● Prompt
Copy out all of the data below word for word, leaving every line unchanged.

A block of data
►

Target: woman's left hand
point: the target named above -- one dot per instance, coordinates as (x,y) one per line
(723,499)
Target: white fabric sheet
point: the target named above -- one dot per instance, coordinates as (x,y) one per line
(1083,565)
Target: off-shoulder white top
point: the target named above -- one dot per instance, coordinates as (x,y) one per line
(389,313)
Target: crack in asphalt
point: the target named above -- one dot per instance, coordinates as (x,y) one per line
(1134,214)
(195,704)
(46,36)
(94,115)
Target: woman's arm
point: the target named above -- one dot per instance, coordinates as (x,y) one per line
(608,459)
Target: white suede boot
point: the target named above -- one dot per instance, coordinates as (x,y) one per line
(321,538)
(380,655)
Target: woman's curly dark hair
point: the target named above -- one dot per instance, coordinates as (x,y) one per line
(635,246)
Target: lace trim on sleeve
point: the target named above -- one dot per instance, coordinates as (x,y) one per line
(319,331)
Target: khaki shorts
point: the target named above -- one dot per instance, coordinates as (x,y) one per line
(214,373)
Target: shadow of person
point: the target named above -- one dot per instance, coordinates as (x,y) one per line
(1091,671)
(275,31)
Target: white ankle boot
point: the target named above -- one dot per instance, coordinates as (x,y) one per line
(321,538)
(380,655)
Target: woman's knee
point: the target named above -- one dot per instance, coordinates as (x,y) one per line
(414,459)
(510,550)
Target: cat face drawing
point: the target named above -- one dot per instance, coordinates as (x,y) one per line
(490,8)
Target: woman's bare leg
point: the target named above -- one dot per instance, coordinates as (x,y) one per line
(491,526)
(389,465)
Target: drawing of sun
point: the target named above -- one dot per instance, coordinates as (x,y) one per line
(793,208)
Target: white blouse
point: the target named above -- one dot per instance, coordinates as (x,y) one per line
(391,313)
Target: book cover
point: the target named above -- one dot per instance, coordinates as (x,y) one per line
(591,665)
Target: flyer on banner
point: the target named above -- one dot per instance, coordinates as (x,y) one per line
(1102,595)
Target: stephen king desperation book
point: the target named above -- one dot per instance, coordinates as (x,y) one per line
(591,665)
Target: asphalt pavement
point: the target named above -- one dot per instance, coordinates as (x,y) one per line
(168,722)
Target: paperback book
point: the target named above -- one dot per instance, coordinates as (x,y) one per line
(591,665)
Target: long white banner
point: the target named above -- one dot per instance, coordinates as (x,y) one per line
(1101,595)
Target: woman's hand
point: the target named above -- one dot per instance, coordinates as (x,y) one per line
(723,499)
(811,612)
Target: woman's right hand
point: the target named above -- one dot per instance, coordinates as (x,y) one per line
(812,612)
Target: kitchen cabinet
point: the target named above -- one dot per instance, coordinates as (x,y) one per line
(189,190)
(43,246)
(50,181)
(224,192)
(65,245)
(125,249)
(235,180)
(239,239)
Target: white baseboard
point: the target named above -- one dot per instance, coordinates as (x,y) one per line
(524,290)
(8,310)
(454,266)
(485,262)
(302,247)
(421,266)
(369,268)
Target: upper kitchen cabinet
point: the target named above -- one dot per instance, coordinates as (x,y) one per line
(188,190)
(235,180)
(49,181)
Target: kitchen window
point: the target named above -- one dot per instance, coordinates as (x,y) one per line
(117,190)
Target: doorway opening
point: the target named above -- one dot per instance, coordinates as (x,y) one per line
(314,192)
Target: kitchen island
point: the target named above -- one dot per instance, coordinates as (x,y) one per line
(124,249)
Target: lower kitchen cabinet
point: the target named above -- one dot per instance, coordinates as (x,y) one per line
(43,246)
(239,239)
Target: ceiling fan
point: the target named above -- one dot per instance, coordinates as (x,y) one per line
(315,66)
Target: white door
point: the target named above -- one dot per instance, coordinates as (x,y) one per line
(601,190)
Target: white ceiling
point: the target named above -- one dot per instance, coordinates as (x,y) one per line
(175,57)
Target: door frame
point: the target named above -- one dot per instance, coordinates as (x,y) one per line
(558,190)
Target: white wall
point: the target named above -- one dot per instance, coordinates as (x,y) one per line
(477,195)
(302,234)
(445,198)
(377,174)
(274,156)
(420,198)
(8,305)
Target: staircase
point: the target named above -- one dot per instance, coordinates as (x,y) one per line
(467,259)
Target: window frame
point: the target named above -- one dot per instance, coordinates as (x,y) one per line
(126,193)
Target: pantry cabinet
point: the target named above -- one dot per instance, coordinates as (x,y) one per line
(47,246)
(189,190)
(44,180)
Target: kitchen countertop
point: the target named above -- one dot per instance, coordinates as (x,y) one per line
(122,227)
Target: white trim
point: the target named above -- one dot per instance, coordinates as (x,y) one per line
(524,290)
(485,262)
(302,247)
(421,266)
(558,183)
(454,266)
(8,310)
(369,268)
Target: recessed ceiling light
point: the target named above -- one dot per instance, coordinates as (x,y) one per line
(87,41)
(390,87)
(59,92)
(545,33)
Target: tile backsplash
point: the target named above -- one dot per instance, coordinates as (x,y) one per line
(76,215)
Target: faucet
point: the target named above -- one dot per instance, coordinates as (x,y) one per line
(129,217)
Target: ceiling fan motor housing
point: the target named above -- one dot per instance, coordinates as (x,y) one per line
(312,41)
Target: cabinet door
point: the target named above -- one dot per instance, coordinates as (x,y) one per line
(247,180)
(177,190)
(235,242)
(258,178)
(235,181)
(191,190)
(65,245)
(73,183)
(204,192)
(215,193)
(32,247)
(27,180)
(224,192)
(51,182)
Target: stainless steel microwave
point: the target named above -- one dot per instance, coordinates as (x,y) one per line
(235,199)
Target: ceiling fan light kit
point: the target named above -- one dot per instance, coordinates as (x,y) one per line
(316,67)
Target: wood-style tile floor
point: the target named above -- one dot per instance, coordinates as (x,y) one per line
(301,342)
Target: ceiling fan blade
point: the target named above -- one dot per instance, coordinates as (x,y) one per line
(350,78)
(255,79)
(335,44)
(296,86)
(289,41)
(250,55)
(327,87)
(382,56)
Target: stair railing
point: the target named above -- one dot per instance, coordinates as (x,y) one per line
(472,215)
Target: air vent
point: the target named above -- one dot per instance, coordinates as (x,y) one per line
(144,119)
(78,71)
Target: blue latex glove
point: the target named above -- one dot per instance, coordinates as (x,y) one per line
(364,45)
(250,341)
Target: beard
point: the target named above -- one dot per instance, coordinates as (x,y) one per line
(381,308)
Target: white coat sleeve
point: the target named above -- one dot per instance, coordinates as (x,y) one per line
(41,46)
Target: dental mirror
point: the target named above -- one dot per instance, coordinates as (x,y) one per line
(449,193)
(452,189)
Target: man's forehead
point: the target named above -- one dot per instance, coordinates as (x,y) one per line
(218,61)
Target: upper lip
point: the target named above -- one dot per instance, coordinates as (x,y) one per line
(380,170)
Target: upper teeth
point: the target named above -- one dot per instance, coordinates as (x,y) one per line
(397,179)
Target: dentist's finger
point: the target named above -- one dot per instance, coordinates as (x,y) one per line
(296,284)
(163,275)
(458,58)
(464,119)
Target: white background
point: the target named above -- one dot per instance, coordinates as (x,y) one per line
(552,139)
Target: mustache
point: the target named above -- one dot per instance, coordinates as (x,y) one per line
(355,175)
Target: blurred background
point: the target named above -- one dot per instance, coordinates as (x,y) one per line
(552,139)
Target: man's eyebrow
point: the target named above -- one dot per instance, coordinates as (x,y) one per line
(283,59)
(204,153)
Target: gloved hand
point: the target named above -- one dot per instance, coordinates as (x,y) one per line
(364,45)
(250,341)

◄

● Full output
Target: woman's left hand
point: the target named above -- one dot per instance, coordinates as (x,y) one per line
(723,499)
Target: white fabric sheet
point: the target named above -- one dot per instance, coordinates as (x,y) one per line
(1083,565)
Target: off-shoulder white top
point: the target named above -- one dot per instance, coordinates as (x,y) one per line
(389,313)
Target: crack in asphalt
point: the target named above -- one dot per instance, coordinates as (x,y) one per line
(1134,214)
(195,704)
(46,36)
(94,115)
Target: woman's arm
point: the target named above -- one dot per instance, coordinates as (x,y) one per line
(608,459)
Target: white suede boot
point: the target named above -- one dot per instance, coordinates as (x,y) one per line
(321,538)
(380,655)
Target: woman's curly dark hair
point: the target named above -- one dot per instance, coordinates as (x,y) one per line
(635,246)
Target: lace trim on sleeve
point: the target named above -- one dot per instance, coordinates as (x,y) one per line
(319,331)
Target: khaki shorts
point: the target named above -- one dot per instance, coordinates as (x,y) one per line
(214,373)
Target: shadow of person
point: the target named above -- one dot per instance, coordinates as (x,y) one per line
(1091,671)
(275,31)
Target: white ankle boot
point: the target named above -- one dot per instance, coordinates as (x,y) one per line
(321,538)
(380,655)
Target: woman's knee
point: the target named above -- one dot per instance, coordinates as (x,y) one per line
(414,459)
(510,550)
Target: cat face drawing
point: the target named above -- one dot per instance, coordinates as (x,y) one per line
(490,8)
Target: woman's bare leg
point: the target named above -- one dot per instance, coordinates as (x,y) one per line
(491,526)
(389,465)
Target: drawing of sun
point: the target named above -- one dot per instance, coordinates as (x,y) one per line
(793,208)
Target: white blouse
point: the target named above -- one dot per instance, coordinates as (x,y) one per line
(391,313)
Target: book cover
point: the target named above -- one dot per instance, coordinates as (x,y) one per line
(591,665)
Target: flyer on banner
point: the target named above -- one dot per instance, coordinates as (x,y) one per line
(1102,595)
Target: stephen king desperation book
point: the target named above -- one dot per instance, coordinates as (x,y) one per line
(591,665)
Target: asphalt pavement
point: the target named above -- one dot per instance, coordinates as (x,y) one per line
(168,722)
Target: paperback book
point: the target named above -- one dot per instance, coordinates as (x,y) one per line
(591,665)
Target: long white banner
point: the target named above -- one dot per instance, coordinates as (x,y) one per line
(1101,595)
Target: woman's hand
point: the target named above -- one dot per instance, coordinates as (x,y) one per line
(723,499)
(811,612)
Target: woman's right hand
point: the target named above -- one dot per instance, coordinates as (x,y) one per line
(812,612)
Target: kitchen cabinet
point: the target named above -- one dot per instance, coordinates as (x,y) one per line
(189,190)
(43,246)
(50,181)
(224,192)
(65,245)
(125,249)
(235,180)
(239,239)
Target: white baseboard
point: the target named above -- one dot per instance, coordinates as (x,y) one per line
(524,290)
(8,310)
(454,266)
(485,262)
(302,247)
(421,266)
(369,268)
Target: upper kitchen cabinet
point: the target named above -- one dot per instance, coordinates as (x,y) one per line
(188,190)
(235,180)
(49,181)
Target: kitchen window
point: the target named above -- one dot per instance, coordinates as (x,y) one per line
(117,190)
Target: doorway opening
point: the target named above -- one dot per instance, coordinates as (x,y) one per line
(314,192)
Target: kitchen island
point: the target named above -- one dot per instance, coordinates as (x,y) one per line
(124,249)
Target: lower kitchen cabinet
point: the target named above -- one dot per instance, coordinates as (x,y) one per line
(43,246)
(239,239)
Target: ceiling fan
point: the target named above -- one dot per instance, coordinates as (x,y) one per line
(315,66)
Target: white door
point: the target named above -- one dot per instance, coordinates as (x,y) one per line
(601,190)
Target: white ceiling
point: the target named above -- one dot per instance, coordinates as (x,y) one per line
(175,57)
Target: door frame
point: the target named above -- one dot per instance, coordinates as (x,y) one per line
(558,190)
Target: white wall
point: the target named above -- one dot per instance, coordinates as (x,y) one per line
(477,195)
(302,234)
(445,198)
(377,174)
(274,156)
(420,198)
(8,305)
Target: staircase
point: the target named above -- one dot per instance, coordinates as (x,y) one per line
(467,259)
Target: window frame
point: the target named above -- one dot per instance, coordinates as (x,y) one per line
(126,193)
Target: pantry cabinet
point: the target named above -- one dot per instance, coordinates as (x,y) one per line
(47,246)
(189,190)
(44,180)
Target: kitchen countertop
point: the target named above -- one dot per instance, coordinates as (x,y) one per line
(122,227)
Target: white trim
point: the target named above -- one dot per instance, coordinates as (x,y) one per line
(524,290)
(485,262)
(302,247)
(421,266)
(558,183)
(454,266)
(8,310)
(369,268)
Target: recessed ceiling light
point: the target named above -- one dot per instance, coordinates as (x,y) one per line
(87,41)
(390,87)
(59,92)
(545,33)
Target: tile backsplash
point: the target named above -- one dot per instance, coordinates as (x,y) one per line
(76,215)
Target: faucet
point: the target named above -- one dot per instance, coordinates as (x,y) one per line
(129,217)
Target: ceiling fan motor housing
point: the target named above -- one dot per instance, coordinates as (x,y) one per line
(312,41)
Target: cabinet door
point: the target named above -- one dot per instance, coordinates as (x,y) one per line
(247,180)
(177,190)
(235,242)
(258,178)
(235,181)
(191,190)
(65,245)
(73,183)
(204,192)
(215,193)
(32,247)
(27,180)
(224,192)
(51,182)
Target: stainless steel microwave
point: the target named above -- one dot per instance, coordinates as (x,y) one per line
(235,199)
Target: ceiling fan light kit
point: the target named above -- one dot per instance, coordinates as (x,y) one per line
(316,67)
Target: wood-style tile floor
point: the target named above -- one dot per instance, coordinates as (x,y) one per line
(301,342)
Target: ceiling fan blade
point: the target named above -- one dot per instance, coordinates as (x,y) one per line
(350,78)
(255,79)
(335,44)
(296,86)
(289,41)
(250,55)
(327,87)
(382,56)
Target: stair railing
point: the target named above -- one dot per instance, coordinates as (x,y) one per line
(472,215)
Target: air vent
point: the target named above -- one dot per instance, coordinates as (x,y) one per line
(144,119)
(78,71)
Target: blue latex glove
point: the target named above -- one dot per instance, coordinates as (x,y) one per line
(364,45)
(250,341)
Target: beard
point: the target named above -- one dot per instance, coordinates as (x,y) one per line
(381,308)
Target: white coat sleeve
point: the target named above -- one dot per instance, coordinates as (x,y) one per line
(41,46)
Target: dental mirror
point: the target named above -- one dot per instance, coordinates as (x,y) one per line
(449,193)
(452,189)
Target: man's forehead
point: the target named above -- one dot per instance, coordinates as (x,y) one per line
(218,61)
Target: upper lip
point: the target named above -- one dot per instance, coordinates as (x,y) one per line
(380,170)
Target: upper teeth
point: the target named above -- one dot per instance, coordinates as (x,y) one per line
(397,179)
Target: dentist's finger
point: the target named above -- one dot per instance, coordinates as (x,y) one per line
(296,284)
(163,275)
(458,58)
(464,119)
Target: white background
point: the target named above -- one dot per instance, coordinates as (x,y) one per line
(552,139)
Target: mustache
point: the target named above -- one dot per instance, coordinates as (x,y) one per line
(355,175)
Target: blurred background
point: the target named above -- one dot per instance, coordinates as (x,y) one per line
(552,139)
Target: man's eyebrow
point: the target named above -- one dot per instance, coordinates as (x,y) one per line
(283,59)
(204,153)
Target: gloved hand
point: the target named above -- one dot per instance, coordinates as (x,y) one per line
(364,45)
(250,341)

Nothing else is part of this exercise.